_Prompt_
Wherever the string "photo" occurs in a line of these records, report that line.

_Input material_
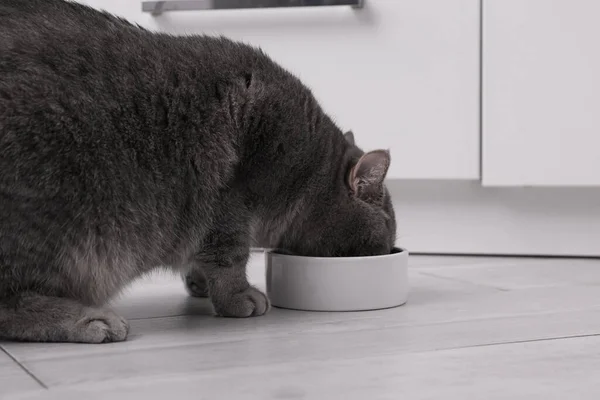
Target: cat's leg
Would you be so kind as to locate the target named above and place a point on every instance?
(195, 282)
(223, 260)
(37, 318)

==

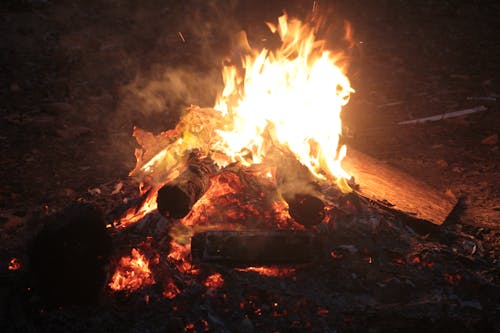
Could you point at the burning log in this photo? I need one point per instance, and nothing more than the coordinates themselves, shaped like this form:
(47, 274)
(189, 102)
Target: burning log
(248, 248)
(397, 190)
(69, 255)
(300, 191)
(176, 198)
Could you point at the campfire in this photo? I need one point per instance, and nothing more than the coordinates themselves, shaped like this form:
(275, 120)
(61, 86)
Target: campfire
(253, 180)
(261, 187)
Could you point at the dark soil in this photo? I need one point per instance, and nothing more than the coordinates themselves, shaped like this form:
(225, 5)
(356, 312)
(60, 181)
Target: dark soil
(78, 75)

_Answer area_
Could you point at the burning log in this photo? I need one point per instance, and nothing more than the coordinates themselves, shaped like this form:
Could you point at the campfire in this photo? I need one point per instance, and nothing more than the coordinates themselves, shaped like this form:
Could you point at the dark soil in this photo? I need one point per instance, and nothing more than the coordinates themselves, shaped like this form:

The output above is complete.